SUPPLIED PASSAGE:
########################################
Obama to sign executive order on abortion limits Wednesday

By the CNN Wire Staff
March 24, 2010 3:25 a.m. EDT

(CNN) -- President Obama will sign an executive order Wednesday that ensures that existing limits on the federal funding of abortion remain in place under the new health care overhaul law.
Unlike the signing of the health care bill into law Tuesday, which was conducted under the glare of media cameras, the event Wednesday will be closed to the news media.
It will be attended by Rep. Bart Stupak of Michigan and 12 of his anti-abortion Democratic House colleagues, without whose help the landmark overhaul bill would not have passed, political observers say.
The White House said the executive order reaffirms longstanding restrictions on the federal funding of abortion in the new law.
"While the legislation as written maintains current law, the executive order provides additional safeguards to ensure that the status quo is upheld and enforced, and that the health care legislation's restrictions against the public funding of abortions cannot be circumvented," the White House said.
Stupak said the order makes very clear that the current law applies to the new law.
"I have said from the start that my goal was to see health care pass while maintaining the principle of the sanctity of life," he said Tuesday.
########################################
WORK TO COMPLETE:
- A) According to the news article on the abortion executive order, how many of Bart Stupak's anti-abortion Democratic House colleagues will attend the Wednesday signing?
- B) Retype the news article on the abortion executive order from "It will be attended" up to and including "in the new law.".
- C) Write a continuation of the news article on the abortion executive order, picking up after its final sentence.
########################################
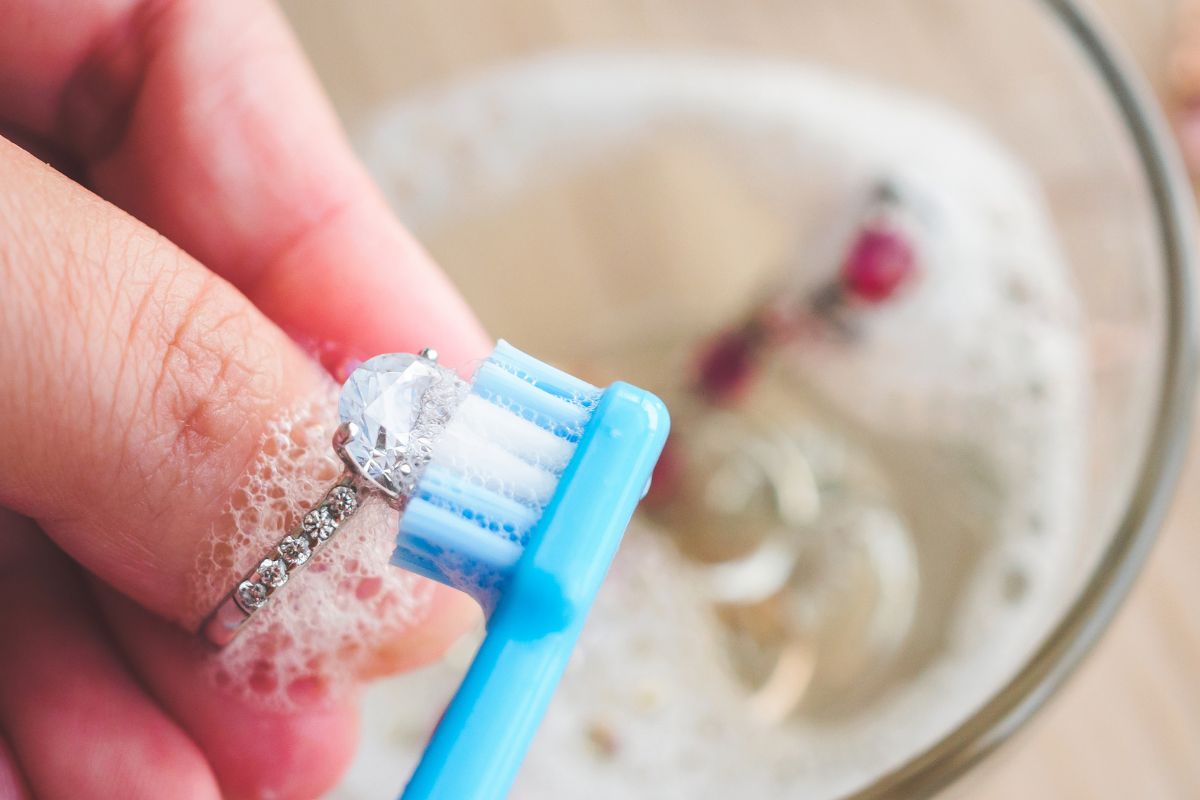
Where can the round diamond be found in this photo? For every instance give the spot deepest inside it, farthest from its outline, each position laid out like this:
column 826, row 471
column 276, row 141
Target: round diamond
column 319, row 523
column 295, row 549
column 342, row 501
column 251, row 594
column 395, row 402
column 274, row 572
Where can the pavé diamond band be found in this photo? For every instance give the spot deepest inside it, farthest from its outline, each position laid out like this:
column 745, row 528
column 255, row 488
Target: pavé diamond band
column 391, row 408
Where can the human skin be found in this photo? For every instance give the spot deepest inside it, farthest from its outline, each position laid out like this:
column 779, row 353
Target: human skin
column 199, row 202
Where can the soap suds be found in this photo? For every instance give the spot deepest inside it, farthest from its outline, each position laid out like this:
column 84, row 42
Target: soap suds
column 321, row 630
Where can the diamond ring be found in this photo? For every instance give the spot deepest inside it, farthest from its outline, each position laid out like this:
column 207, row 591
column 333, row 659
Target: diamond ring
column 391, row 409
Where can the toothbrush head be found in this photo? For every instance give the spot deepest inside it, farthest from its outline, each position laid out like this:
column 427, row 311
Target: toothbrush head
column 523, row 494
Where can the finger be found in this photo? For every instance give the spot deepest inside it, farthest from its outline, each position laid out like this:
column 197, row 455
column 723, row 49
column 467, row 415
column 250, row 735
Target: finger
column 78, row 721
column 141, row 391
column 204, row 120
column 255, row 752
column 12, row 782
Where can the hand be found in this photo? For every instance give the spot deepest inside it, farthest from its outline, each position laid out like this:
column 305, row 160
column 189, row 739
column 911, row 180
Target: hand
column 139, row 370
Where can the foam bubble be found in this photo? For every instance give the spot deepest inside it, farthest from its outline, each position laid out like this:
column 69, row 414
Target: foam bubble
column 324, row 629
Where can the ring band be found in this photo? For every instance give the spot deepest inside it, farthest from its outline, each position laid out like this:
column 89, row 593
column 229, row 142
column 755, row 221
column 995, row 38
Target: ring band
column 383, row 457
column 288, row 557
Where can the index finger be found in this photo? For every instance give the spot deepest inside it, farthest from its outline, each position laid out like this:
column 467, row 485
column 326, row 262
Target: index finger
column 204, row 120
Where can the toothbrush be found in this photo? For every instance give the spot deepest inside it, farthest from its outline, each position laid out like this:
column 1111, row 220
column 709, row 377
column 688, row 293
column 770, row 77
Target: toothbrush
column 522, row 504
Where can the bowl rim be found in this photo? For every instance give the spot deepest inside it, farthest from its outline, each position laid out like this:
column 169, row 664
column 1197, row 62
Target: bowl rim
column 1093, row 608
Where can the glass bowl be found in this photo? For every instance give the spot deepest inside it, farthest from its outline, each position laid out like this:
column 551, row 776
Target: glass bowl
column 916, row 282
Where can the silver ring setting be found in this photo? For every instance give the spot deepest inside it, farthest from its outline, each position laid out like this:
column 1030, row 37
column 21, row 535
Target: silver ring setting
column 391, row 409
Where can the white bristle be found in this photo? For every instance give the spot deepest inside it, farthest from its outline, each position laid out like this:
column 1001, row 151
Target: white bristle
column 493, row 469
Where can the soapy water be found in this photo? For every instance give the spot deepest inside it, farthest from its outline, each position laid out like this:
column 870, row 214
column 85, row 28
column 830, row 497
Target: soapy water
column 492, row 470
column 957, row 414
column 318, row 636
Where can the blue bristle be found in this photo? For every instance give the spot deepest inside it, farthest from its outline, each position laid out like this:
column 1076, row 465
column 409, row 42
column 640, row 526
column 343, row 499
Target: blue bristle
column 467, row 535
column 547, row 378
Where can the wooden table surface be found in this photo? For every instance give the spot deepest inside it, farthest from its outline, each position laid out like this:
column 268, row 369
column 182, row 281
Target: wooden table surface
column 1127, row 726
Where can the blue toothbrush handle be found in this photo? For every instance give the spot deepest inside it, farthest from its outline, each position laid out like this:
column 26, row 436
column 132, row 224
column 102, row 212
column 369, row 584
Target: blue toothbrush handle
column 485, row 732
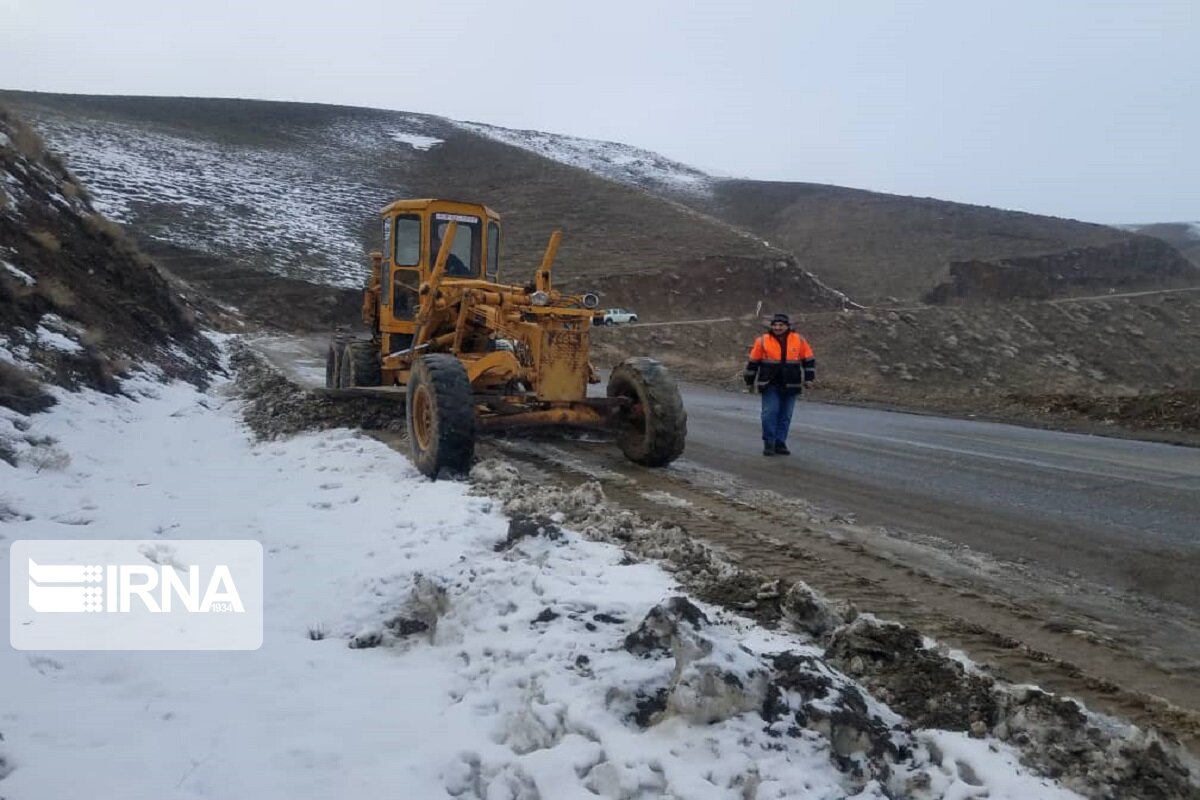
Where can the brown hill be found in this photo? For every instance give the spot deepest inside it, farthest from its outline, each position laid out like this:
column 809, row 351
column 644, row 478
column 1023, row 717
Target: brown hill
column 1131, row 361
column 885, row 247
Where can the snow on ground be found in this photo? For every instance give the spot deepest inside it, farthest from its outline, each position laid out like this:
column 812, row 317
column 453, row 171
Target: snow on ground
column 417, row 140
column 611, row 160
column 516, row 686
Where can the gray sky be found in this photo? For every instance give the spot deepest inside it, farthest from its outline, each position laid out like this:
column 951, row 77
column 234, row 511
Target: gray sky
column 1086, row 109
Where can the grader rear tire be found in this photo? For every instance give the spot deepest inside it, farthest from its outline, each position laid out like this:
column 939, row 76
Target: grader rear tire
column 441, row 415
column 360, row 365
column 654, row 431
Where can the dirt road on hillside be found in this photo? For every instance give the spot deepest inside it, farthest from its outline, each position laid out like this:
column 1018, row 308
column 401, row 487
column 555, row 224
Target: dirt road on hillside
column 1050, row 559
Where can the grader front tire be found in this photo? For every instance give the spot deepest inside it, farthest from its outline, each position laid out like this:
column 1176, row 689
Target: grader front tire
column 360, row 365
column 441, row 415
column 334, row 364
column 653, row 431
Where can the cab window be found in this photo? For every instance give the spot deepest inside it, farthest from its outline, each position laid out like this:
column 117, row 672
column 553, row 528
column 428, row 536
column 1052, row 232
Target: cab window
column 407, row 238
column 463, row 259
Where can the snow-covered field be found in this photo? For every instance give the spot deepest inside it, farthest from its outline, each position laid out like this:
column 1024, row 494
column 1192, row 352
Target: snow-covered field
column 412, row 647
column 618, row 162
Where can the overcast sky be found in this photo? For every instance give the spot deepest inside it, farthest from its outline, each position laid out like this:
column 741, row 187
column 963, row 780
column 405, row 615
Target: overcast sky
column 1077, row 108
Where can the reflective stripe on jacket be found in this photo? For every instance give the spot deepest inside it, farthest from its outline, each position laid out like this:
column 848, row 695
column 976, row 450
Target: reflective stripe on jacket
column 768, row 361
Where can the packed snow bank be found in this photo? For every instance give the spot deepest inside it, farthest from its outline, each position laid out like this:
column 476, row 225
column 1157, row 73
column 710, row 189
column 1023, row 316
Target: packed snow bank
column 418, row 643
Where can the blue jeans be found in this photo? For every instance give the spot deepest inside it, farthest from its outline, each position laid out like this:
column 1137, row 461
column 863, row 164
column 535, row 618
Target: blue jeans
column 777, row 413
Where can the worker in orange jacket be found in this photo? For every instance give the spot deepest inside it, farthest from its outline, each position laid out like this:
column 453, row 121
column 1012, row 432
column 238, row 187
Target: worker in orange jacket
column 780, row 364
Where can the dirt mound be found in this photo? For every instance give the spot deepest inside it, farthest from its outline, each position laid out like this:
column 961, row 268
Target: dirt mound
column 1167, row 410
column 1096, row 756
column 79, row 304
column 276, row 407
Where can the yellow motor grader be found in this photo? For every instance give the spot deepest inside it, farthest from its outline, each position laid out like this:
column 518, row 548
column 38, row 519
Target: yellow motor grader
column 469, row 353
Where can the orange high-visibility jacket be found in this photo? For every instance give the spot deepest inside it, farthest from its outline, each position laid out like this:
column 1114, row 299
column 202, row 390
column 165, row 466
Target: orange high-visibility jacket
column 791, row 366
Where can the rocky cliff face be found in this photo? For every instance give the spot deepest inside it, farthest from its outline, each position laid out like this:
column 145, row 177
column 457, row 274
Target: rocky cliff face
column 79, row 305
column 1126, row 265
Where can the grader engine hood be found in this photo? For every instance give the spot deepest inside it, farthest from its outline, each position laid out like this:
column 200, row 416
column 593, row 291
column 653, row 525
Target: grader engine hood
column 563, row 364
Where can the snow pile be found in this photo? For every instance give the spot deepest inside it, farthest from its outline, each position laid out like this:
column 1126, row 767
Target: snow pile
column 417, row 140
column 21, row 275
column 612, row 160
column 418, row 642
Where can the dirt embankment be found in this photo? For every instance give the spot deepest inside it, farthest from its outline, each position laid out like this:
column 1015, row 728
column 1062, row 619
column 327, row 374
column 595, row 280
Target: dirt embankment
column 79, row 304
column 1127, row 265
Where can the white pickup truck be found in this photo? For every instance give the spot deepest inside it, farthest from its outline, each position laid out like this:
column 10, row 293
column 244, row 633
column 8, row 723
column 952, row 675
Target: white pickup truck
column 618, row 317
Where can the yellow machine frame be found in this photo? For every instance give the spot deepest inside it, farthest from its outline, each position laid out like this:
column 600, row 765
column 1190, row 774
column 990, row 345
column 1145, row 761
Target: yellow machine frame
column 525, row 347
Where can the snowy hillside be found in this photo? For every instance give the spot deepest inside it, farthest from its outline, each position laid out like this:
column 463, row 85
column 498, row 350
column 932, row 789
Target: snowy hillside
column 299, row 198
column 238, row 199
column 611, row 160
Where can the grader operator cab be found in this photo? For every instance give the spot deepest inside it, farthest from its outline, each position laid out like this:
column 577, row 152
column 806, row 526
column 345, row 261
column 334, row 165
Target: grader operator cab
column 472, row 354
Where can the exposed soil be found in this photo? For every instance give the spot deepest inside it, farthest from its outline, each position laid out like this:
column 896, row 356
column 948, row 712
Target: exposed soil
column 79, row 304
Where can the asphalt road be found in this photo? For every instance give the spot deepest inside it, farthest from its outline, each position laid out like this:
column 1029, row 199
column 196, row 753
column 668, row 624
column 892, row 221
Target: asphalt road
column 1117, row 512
########################################
ANSWERS TO THE TASKS:
- A) 12

- B)
It will be attended by Rep. Bart Stupak of Michigan and 12 of his anti-abortion Democratic House colleagues, without whose help the landmark overhaul bill would not have passed, political observers say.
The White House said the executive order reaffirms longstanding restrictions on the federal funding of abortion in the new law.

- C)
At one point, the abortion issue nearly derailed the bill. But then Obama promised the executive order to the anti-abortion Democrats. The lawmakers switched their votes to "yes" to help pass the reform bill 219-212 on Sunday night.
Stupak had led the anti-abortion Democrats in opposition to the Senate bill, because he said it would allow federal funding for abortions beyond the current limits of cases of rape or incest, or if the woman's life is in danger.
The controversy centered on whether the bill would force all taxpayers into paying for abortions, by subsidizing insurance policies that pay for the procedure and by funding federal health clinics that might offer abortions.
Leading up to the vote Sunday night, the main focus of anti-abortion activists was the insurance "exchanges" created by the bill, the new marketplaces in which businesses and individuals will be able to buy insurance.
Under the exchanges, there must be a plan that offers abortion coverage and another that doesn't, according to the bill.
To appease abortion opponents, Democrats also added language requiring anyone whose policy does cover abortion to pay -- separately -- a small surcharge, with the funds kept separate.
Stupak and other abortion opponents also complained about a lack of anti-abortion restrictions for new, federally run community health clinics, which would receive $7 billion under the legislation.
Obama's executive order specifically addressed those concerns.